Task directions
From first line to last, the records below are to be duplicated exactly.
BEGIN Information supplied
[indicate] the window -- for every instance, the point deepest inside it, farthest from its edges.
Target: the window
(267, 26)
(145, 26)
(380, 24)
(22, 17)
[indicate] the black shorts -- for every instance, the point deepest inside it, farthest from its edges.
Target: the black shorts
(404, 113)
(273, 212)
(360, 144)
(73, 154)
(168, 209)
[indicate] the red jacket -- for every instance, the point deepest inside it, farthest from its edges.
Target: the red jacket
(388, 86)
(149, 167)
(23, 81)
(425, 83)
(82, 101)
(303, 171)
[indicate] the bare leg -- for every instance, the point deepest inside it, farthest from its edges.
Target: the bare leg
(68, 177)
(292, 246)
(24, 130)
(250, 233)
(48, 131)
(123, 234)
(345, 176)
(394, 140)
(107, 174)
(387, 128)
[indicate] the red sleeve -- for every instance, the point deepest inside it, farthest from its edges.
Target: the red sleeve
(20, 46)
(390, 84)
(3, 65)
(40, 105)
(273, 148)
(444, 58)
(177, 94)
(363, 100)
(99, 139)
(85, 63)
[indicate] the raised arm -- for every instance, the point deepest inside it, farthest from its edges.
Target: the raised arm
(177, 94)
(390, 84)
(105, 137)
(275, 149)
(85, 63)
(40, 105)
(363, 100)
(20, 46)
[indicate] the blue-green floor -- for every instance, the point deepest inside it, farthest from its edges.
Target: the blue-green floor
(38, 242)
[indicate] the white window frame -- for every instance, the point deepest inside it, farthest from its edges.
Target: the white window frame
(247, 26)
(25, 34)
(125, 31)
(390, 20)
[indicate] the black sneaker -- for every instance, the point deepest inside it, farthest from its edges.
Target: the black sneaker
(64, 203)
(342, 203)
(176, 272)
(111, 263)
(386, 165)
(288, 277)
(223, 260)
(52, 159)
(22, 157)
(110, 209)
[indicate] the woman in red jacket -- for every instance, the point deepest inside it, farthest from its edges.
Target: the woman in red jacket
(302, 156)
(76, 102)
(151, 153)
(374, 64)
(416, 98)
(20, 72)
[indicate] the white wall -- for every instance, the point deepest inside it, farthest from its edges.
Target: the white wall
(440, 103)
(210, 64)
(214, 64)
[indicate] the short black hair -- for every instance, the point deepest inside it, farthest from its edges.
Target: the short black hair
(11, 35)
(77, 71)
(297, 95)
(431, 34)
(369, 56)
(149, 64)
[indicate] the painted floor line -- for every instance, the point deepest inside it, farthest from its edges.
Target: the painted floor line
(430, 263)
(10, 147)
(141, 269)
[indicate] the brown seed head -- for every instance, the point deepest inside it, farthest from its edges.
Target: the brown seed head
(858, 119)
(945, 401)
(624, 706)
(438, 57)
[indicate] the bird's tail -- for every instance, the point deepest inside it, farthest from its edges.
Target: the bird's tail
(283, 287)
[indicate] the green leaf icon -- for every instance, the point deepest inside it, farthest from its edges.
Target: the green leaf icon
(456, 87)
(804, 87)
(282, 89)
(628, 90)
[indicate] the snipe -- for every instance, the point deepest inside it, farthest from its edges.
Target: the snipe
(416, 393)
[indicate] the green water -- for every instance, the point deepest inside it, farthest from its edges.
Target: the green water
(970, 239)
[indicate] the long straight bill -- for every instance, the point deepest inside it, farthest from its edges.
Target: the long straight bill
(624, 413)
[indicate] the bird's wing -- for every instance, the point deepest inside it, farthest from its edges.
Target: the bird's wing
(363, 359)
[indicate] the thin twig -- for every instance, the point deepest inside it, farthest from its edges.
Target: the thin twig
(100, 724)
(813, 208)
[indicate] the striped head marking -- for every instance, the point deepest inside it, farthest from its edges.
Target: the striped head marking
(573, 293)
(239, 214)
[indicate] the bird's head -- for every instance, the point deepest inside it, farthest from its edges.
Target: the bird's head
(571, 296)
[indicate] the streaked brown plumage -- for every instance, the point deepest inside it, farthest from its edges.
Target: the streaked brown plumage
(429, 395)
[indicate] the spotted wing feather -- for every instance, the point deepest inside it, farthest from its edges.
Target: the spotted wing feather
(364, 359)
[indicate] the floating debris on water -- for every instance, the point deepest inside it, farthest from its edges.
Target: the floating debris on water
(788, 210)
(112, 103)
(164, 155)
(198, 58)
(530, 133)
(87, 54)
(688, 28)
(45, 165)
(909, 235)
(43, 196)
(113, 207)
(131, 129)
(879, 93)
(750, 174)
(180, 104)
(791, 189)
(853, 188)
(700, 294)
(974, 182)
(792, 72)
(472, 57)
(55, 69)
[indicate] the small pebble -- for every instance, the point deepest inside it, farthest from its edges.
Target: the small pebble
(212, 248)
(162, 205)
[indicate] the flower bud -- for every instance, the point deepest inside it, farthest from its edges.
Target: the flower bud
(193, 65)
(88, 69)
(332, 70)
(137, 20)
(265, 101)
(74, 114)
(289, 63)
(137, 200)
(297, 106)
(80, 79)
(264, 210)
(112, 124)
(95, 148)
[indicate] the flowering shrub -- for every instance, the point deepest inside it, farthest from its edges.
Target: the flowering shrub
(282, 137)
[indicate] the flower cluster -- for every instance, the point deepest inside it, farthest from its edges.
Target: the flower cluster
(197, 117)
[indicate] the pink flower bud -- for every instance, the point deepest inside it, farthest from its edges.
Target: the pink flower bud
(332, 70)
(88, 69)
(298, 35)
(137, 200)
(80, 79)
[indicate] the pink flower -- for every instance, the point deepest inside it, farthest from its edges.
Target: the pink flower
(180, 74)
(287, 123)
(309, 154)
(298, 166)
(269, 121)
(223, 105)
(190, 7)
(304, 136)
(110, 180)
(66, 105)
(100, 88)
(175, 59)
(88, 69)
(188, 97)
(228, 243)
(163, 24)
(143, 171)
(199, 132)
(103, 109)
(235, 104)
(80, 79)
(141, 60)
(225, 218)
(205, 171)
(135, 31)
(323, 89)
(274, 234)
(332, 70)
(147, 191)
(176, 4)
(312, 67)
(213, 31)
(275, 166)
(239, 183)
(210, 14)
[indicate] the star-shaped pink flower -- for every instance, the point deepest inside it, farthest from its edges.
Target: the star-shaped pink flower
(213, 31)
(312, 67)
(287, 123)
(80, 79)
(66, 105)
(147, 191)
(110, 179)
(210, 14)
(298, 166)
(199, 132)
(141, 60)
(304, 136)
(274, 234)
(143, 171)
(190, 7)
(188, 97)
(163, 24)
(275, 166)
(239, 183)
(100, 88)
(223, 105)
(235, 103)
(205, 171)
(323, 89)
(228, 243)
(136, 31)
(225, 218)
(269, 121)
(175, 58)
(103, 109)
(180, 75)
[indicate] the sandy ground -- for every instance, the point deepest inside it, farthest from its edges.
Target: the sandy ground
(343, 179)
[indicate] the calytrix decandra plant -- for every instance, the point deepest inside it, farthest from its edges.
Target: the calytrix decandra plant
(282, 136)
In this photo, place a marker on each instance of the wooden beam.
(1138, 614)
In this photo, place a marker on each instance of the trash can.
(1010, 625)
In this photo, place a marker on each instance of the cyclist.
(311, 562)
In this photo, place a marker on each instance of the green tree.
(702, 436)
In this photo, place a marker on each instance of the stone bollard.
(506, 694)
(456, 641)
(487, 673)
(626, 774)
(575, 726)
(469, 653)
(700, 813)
END Information supplied
Worked solution
[indicate] the window -- for every instance, the point deepest inside it, farthest from its edges.
Target: the window
(267, 26)
(145, 26)
(380, 24)
(22, 17)
[indicate] the black shorts -- for every instance, the point deepest inside it, farthest from its edges.
Target: the black shorts
(404, 113)
(273, 212)
(360, 144)
(73, 154)
(168, 209)
[indicate] the red jacket -- for every instance, the point deepest inside it, farthest from its edges.
Target: the red jacket
(388, 86)
(149, 167)
(23, 81)
(425, 83)
(82, 101)
(303, 171)
[indicate] the bare leg -- for every instance, the point deepest inside it, farthest from its edges.
Target: the bare leg
(68, 177)
(292, 246)
(24, 130)
(250, 233)
(48, 131)
(123, 234)
(345, 176)
(394, 140)
(107, 174)
(387, 128)
[indicate] the red sleeve -- for every instance, the point deepest inside it, farthest from its edges.
Target: the red sleeve
(20, 46)
(390, 84)
(3, 65)
(40, 105)
(273, 148)
(444, 58)
(177, 94)
(363, 100)
(99, 139)
(85, 63)
[indicate] the raised arm -- for every instance, the point deepest inside it, farthest from its edges.
Target: the raised arm
(177, 94)
(390, 84)
(105, 137)
(275, 149)
(85, 63)
(40, 105)
(363, 100)
(20, 46)
[indicate] the blue-green floor -- for every instance, the point deepest inside it, farthest from its edges.
Target: the blue-green floor
(38, 242)
[indicate] the white window frame -- for every instance, the point deepest inside it, farthest from its edges.
Target: the white window frame
(247, 26)
(25, 34)
(125, 31)
(390, 20)
[indicate] the black sneaker -- for every instance, the point deepest inside it, farthest from its edges.
Target: the black sneaker
(64, 203)
(342, 203)
(176, 272)
(111, 263)
(386, 165)
(288, 277)
(223, 260)
(52, 159)
(22, 157)
(110, 209)
[indicate] the woman in red jacket -- for every instance, the point deepest inside it, farthest from its edges.
Target: the woman in red jacket
(302, 156)
(76, 102)
(151, 153)
(374, 64)
(416, 98)
(20, 72)
[indicate] the white wall -- for every instance, the point deepest inside it, farthest from its edges.
Target: the white wall
(440, 103)
(210, 64)
(214, 64)
[indicate] the short black hair -- for every instance, the point deepest inside it, farthest from its edges.
Target: the short black hair
(11, 35)
(77, 71)
(297, 95)
(431, 34)
(369, 56)
(149, 64)
[indicate] the painted floor line -- for every instance, the point deepest inside it, farthest from its edges.
Target: the painted floor line
(430, 263)
(10, 147)
(141, 269)
[indicate] the brown seed head -- for every instance, the point deepest inside it, farthest from its edges.
Target: the brown seed head
(858, 119)
(945, 401)
(624, 706)
(438, 57)
[indicate] the bird's tail -- for every instance, the point deepest inside it, farthest from its edges.
Target: the bird's tail
(283, 287)
[indicate] the green leaf icon -- for every instance, the point deepest inside it, farthest from its edges.
Target: the green leaf icon
(456, 87)
(804, 87)
(282, 89)
(628, 90)
[indicate] the snipe -- for every instance, the point deepest inside it, farthest from its edges.
Target: the snipe
(416, 393)
[indicate] the green water -- for every instance, the point deepest inside it, farthest from its edges.
Target: the green water
(970, 239)
[indicate] the long straight bill -- for every instance, the point deepest inside it, farthest from its edges.
Target: the long straight bill
(624, 413)
[indicate] the bird's wing -- for every instance, the point deepest inside it, farthest from its edges.
Target: the bird's wing
(363, 359)
[indicate] the thin twig -- for every instance, the point deepest inside it, farthest from its edges.
Target: the thin twig
(100, 724)
(813, 208)
[indicate] the striped head marking -- for every instance, the point deepest inside it, farthest from its edges.
Target: the striped head marking
(573, 293)
(239, 214)
[indicate] the bird's head -- for every instance, the point deepest inside it, farthest from its edges.
Target: the bird's head
(571, 296)
[indicate] the streaked brown plumage -- for every instance, the point deepest inside it, farthest from its edges.
Target: the streaked brown plumage
(429, 395)
[indicate] the spotted wing feather -- for every instance, the point deepest inside it, farthest from its edges.
Target: the spotted wing feather
(364, 359)
[indicate] the floating debris on water -- for every instance, the point deepest inside it, farthest from its edges.
Target: the floating debris on water
(788, 210)
(112, 103)
(164, 155)
(198, 58)
(530, 133)
(87, 54)
(688, 28)
(45, 165)
(909, 235)
(43, 196)
(113, 207)
(131, 129)
(879, 93)
(750, 174)
(180, 104)
(791, 189)
(853, 188)
(700, 294)
(974, 182)
(792, 72)
(472, 57)
(55, 69)
[indicate] the small pebble -- for every instance, the point deepest inside it, farthest from its edges.
Target: the small pebble
(212, 248)
(162, 205)
[indicate] the flower bud -- for every instance, the point deepest inside it, farthest from its edges.
Target: the flower bud
(193, 65)
(88, 69)
(332, 70)
(137, 20)
(265, 101)
(74, 114)
(289, 63)
(137, 200)
(297, 106)
(80, 79)
(264, 210)
(112, 124)
(95, 148)
[indicate] the flowering shrub -- for every instance, the point deepest inside it, farthest from its edges.
Target: the flowering shrub
(282, 137)
[indicate] the flower cluster -- for every instance, the point deepest inside it, farthest from its edges.
Target: the flower cluster
(197, 117)
[indicate] the pink flower bud -- for every instance, the point deepest inside it, farthest from its edges.
Target: the pink flower bud
(332, 70)
(88, 69)
(298, 35)
(137, 200)
(80, 79)
[indicate] the pink flower -- for every instance, the point deepest inside it, farthest from its edges.
Target: the pink flower
(180, 74)
(287, 123)
(309, 154)
(298, 166)
(269, 121)
(223, 105)
(190, 7)
(304, 136)
(110, 180)
(66, 105)
(100, 88)
(175, 59)
(88, 69)
(188, 97)
(228, 243)
(163, 24)
(143, 171)
(199, 132)
(103, 109)
(235, 104)
(80, 79)
(141, 60)
(225, 218)
(205, 171)
(135, 31)
(323, 89)
(274, 234)
(332, 70)
(147, 191)
(176, 4)
(312, 67)
(213, 31)
(275, 166)
(239, 183)
(210, 14)
[indicate] the star-shaped pink flower -- for every instance, the point deepest inside it, farthest from its edges.
Target: the star-shaped pink flower
(213, 31)
(312, 67)
(287, 123)
(80, 79)
(66, 105)
(147, 191)
(110, 179)
(210, 14)
(298, 166)
(199, 132)
(141, 60)
(304, 136)
(274, 234)
(143, 171)
(190, 7)
(188, 97)
(163, 24)
(275, 166)
(239, 183)
(100, 88)
(223, 105)
(235, 103)
(205, 171)
(323, 89)
(228, 243)
(136, 31)
(225, 218)
(269, 121)
(175, 58)
(103, 109)
(180, 75)
[indicate] the sandy ground -- for every instance, the point deepest inside it, farthest from its edges.
Target: the sandy ground
(343, 179)
[indicate] the calytrix decandra plant -- for every instance, the point deepest inside it, farthest from its edges.
Target: the calytrix decandra plant
(282, 136)
In this photo, place a marker on each instance of the wooden beam.
(1138, 614)
In this photo, place a marker on each instance of the trash can.
(1010, 625)
In this photo, place a marker on each instance of the cyclist.
(311, 562)
In this photo, place a marker on each instance of the green tree.
(702, 436)
In this photo, place a marker on each instance of the stone bollard.
(506, 694)
(456, 641)
(487, 673)
(626, 774)
(575, 726)
(469, 653)
(700, 813)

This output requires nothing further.